Thursday, April 27, 2006
Grading: It's What They Pay Us For
I’ve heard that a zillion times, and it’s the one part of the job I truly dislike. And soon it will be the only thing keeping me from blasting “School’s Out” by Alice Cooper. Yet it’s vitally important to students and we have a serious professional obligation to do it well. So, what makes for good grading? Here’s my two cents.
First, you must start with a good, fair exam. Err on the side of being too hard rather than too easy, because you can always decide that 70% right is an “A” and 60% right is a B, but if everyone gets practically everything right, it’s hard to make valid distinctions. Of course an exam can be too hard, but the most common mistake for beginning folks along those lines is not asking questions that nobody can answer, but rather asking too many questions/having too many issues. In my first year, in one exam, not a single student finished the last essay: that essay wasn’t particularly hard, nor were any of the others; there were just too many of them. Also, spell out jurisdictional issues in the instructions. In my labor and employment classes, I say in the instructions, “assume all the employers/employees/unions are covered by [the relevant laws] unless the facts indicate otherwise.”
Put in issues of varying difficulty: relatively easy ones so that the “C” papers can be distinguished from the “F” papers, and relatively hard ones, so that the “A” papers can be distinguished from the “Cs.” While you can’t test everything, keep some sense of proportion between how much it counts on the exam, and how much time you spent on it in the reading and in class. Mix in questions that actually have right answers (plaintiff would win here, for sure, and here’s why), with questions that don’t have obviously right answers that make students articulate and weigh competing rules/policy concerns/types of arguments.
Do a detailed grading key. Figure out how many points you should give for certain observations. Then be consistent. If the right answer is “Plaintiff wins, because the one-bite rule doesn’t apply to pet alligators,” four points are available, and a student says, “Defendant wins, because the one-bite rule does apply to alligators,” decide whether that’s worth 0, 1, or 2 points and be consistent for all similar answers.

# Given data

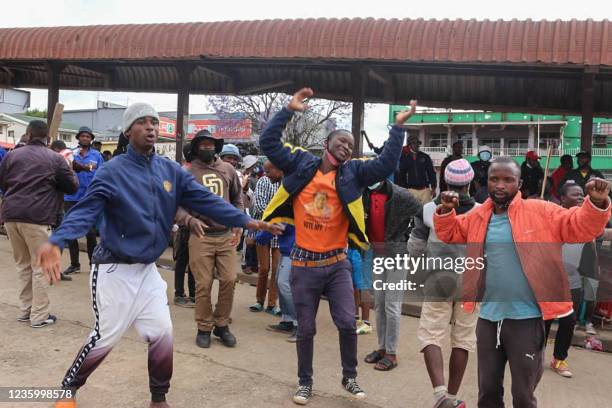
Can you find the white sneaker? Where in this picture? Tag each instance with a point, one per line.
(590, 329)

# What to do
- 1) Translate this sentence from the grading post into Spanish: "Figure out how many points you should give for certain observations."
- 2) According to the grading post, how many students finished the last essay on one exam in the writer's first year?
- 3) Pick up the grading post after its last sentence and carry it on.
The material after the grading post is separate from it.

# Answer set
- 1) Determine cuántos puntos debe otorgar por ciertas observaciones.

- 2) Not a single student finished it.

- 3)
People vary, but I don’t read Exam 1, then Exam 2, then Exam 3, etc. I read Exam I, Essay A, then Exam 2, Essay A, then Exam 3, Essay A, etc. This helps with consistency.
Read carefully. There is no substitute for that. Make comments, especially on the ones that will get lower grades, so you can remember, explain, and possibly defend what you did.
Essay questions often have kinks. If a question’s wording really was ambiguous or legitimately suggested an issue you hadn’t thought of before, give students credit if they have a plausible argument. I once used the phrase “worked in a large women’s clothing store” in an employment discrimination exam. I meant “large” to refer to the size of the establishment to indicate coverage by a statute. Some students, however, interpreted that to mean “clothing store for large women.” That “fact” arguably could have gone to a legal issue in the problem (for reasons I won’t bore you with). So ... they got credit.
Worst case scenario: some part of the question really makes no sense or contradicts itself in some important way that made it unfairly confusing. Consider seriously just not counting that portion of the exam.
Finally, when reviewing exams with students, I tell them that I will only change a grade if (a) there is a math mistake in calculating it; or (b) if it appears I actually didn’t read or completely misread a section of their exam and didn’t give them any credit when they deserved at least some. Reviews are about the student learning how to do better, not for arguing that knowing that the one-bite rule applied should really be worth 3 points, not 2.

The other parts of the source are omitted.